Book title: Allegiance: Micro Essays
Publisher: Legacy Isle Publishing (Haliʻa Aloha series)
Release date: October 27, 2020
Genre: Memoir/personal essay
Elevator pitch for the book: An evocative collection of micro essays about growing up Chinese American while navigating the complexities of family dynamics from childhood through the recent pandemic. Kirkus Reviews calls the work “taut and lyrical.”
Previous titles: Other Small Histories (Poetry Society of America), Writing the Hawaiʻi Memoir (Watermark Publishing), The Avalon Ladies Scrapbooking Society (Ballantine Books), and Friendship Bread (Ballantine Books). As Mia King, Table Manners (Berkley Books), Sweet Life (Berkley Books), and Good Things (Berkley Books).
What prompted you to write this book?
I recently launched a micro memoir writing program and hybrid publishing line with an indie publisher, Legacy Isle Publishing, and people kept wanting to know what exactly “micro” meant. I put the book together with a mix of short forms, all personal and true, with three sections – childhood, work life, family life/pandemic. I kept listening to what I thought the book wanted to be and did my best to honor that.
How long did it take to go from idea to publication?

◆ Using the information:
1. Rewrite the paragraph beginning "I recently launched a micro memoir writing program" from the Allegiance: Micro Essays Q&A as a short bulleted list that keeps its main facts.
2. According to the Allegiance: Micro Essays Q&A, under what name were Table Manners, Sweet Life, and Good Things published?
3. Continue the Allegiance: Micro Essays Q&A from its final line, starting with a response to "How long did it take to go from idea to publication?"

◆ Data for review:
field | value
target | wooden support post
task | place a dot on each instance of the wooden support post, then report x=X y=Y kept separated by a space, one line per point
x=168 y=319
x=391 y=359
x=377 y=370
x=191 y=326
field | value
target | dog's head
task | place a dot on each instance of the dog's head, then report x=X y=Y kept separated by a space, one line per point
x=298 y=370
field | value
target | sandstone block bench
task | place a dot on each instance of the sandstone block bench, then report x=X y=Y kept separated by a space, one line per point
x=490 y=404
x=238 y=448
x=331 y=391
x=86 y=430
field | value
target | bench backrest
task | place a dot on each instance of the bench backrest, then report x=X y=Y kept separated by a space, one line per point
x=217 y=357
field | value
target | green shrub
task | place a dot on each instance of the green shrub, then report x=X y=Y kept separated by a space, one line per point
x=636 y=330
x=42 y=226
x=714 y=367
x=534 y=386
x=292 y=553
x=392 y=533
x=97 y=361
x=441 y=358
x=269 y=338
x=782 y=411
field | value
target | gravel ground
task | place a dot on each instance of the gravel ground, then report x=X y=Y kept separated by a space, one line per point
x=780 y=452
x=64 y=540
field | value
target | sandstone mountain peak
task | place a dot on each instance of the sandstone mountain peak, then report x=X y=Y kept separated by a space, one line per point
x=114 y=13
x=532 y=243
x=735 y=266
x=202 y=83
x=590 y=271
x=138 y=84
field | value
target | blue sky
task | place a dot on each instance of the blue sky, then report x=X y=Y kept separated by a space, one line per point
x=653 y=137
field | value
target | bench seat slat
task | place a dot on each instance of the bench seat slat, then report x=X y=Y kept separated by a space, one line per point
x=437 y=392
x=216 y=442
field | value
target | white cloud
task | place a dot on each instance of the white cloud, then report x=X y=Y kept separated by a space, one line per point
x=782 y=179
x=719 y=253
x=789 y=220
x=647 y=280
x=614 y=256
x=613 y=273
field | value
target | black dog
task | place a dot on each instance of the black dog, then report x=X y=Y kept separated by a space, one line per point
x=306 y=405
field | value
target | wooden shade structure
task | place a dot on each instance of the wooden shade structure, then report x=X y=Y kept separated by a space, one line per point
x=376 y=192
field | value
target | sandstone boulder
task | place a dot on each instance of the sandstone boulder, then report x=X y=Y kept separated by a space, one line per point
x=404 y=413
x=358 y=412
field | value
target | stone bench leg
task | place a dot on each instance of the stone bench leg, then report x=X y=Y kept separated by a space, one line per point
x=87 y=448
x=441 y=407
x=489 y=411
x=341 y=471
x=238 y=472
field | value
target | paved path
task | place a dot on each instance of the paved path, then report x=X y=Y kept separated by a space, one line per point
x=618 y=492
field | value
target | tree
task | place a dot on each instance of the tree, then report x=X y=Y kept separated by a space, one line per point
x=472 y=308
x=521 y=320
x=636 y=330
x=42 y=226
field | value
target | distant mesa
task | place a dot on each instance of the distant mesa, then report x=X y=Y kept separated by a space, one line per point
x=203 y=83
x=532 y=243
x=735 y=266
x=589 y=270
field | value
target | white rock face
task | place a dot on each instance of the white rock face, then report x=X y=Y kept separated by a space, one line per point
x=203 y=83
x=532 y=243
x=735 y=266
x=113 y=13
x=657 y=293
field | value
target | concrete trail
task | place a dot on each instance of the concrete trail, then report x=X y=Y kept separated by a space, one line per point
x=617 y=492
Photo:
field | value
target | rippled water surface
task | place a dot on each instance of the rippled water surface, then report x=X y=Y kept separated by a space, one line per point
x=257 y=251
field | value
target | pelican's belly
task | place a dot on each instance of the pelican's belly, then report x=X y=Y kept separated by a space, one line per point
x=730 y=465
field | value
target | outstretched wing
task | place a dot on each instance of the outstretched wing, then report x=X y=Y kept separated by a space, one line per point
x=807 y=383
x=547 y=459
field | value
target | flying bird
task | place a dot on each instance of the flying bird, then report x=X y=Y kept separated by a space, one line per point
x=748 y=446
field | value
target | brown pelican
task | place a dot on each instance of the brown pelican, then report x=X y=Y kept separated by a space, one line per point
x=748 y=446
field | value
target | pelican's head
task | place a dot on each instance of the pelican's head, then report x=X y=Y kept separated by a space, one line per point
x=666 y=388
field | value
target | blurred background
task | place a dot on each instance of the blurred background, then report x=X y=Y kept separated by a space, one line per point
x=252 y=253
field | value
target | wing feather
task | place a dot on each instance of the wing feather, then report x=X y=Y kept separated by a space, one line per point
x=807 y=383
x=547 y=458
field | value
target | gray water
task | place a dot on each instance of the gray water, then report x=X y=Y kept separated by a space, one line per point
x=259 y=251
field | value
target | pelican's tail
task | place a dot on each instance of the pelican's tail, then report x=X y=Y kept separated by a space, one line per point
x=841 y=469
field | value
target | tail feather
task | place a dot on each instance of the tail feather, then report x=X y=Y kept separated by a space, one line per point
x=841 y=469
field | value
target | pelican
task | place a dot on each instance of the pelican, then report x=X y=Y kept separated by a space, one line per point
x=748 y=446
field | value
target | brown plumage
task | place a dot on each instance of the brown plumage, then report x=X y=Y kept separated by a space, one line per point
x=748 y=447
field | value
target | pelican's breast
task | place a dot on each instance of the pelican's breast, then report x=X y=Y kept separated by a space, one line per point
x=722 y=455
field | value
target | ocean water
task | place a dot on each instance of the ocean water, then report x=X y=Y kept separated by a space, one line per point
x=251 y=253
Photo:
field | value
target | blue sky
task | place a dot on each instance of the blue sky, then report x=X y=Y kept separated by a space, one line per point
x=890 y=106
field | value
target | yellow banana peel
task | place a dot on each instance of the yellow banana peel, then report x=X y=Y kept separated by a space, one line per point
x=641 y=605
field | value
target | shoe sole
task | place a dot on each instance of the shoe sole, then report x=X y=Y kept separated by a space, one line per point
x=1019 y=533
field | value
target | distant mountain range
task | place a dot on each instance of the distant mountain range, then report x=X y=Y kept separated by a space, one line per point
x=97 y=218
==
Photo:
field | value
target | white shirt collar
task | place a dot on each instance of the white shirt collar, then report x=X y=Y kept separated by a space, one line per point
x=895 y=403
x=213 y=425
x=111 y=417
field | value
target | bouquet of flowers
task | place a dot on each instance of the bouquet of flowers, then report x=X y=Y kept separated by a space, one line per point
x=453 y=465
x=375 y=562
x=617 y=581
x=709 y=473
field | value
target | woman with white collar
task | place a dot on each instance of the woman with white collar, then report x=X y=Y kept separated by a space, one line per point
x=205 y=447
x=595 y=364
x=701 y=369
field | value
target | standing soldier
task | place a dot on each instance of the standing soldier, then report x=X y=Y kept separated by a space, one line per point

◆ Task-by-task answers:
1.
- Launched a micro memoir writing program and a hybrid publishing line with the indie publisher Legacy Isle Publishing
- People kept asking what exactly "micro" meant
- Assembled the book from a mix of short forms, all personal and true
- Organized it into three sections: childhood, work life, and family life/pandemic
- Listened to what the book seemed to want to be and tried to honor that

2. Mia King

3.
Four months, which is incredibly fast, but since I was the de facto publisher of my own work with a very clear vision for what it would look like, I could make things happen that would not otherwise be possible in traditional publishing. The book itself is very lean, about 104 pages, including front and back matter. It helped that I’m a published author who understands deadlines and working under pressure, and I’m a ruthless self-editor, too. One significant change was that at first, I thought that it would be a collection of sample writing, but it became something more substantial and personal to me, so I had to carefully consider how the work fit together.
Were there any surprises or learning moments in the publishing process for this title?
There weren’t any surprises during the publishing process other than you always think it’s going to be easier or faster than it is, but there was one thing that happened right before the book was out. Allegiance has a couple of essays that touch on my estrangement from my only brother. It’s been going on for almost 20 years, but we were almost completely out of touch for the past ten years. A week before the book was published, he reached out to reconnect, something I didn’t think would ever happen. It is one of the biggest moments of 2020 for me, if not the biggest moment, and yes, that includes the pandemic. After several days of talking almost daily, I told him about the book and let him read an advanced copy. It became a huge source of healing and re-connection for both of us. I was reminded that we write for ourselves first, as honestly and generously as possible, rather than try to respond to the marketplace. I believe this is true even with fiction—you always want to follow the stories and ideas that are exciting and important to you.
Were there any surprises in the writing process for this book?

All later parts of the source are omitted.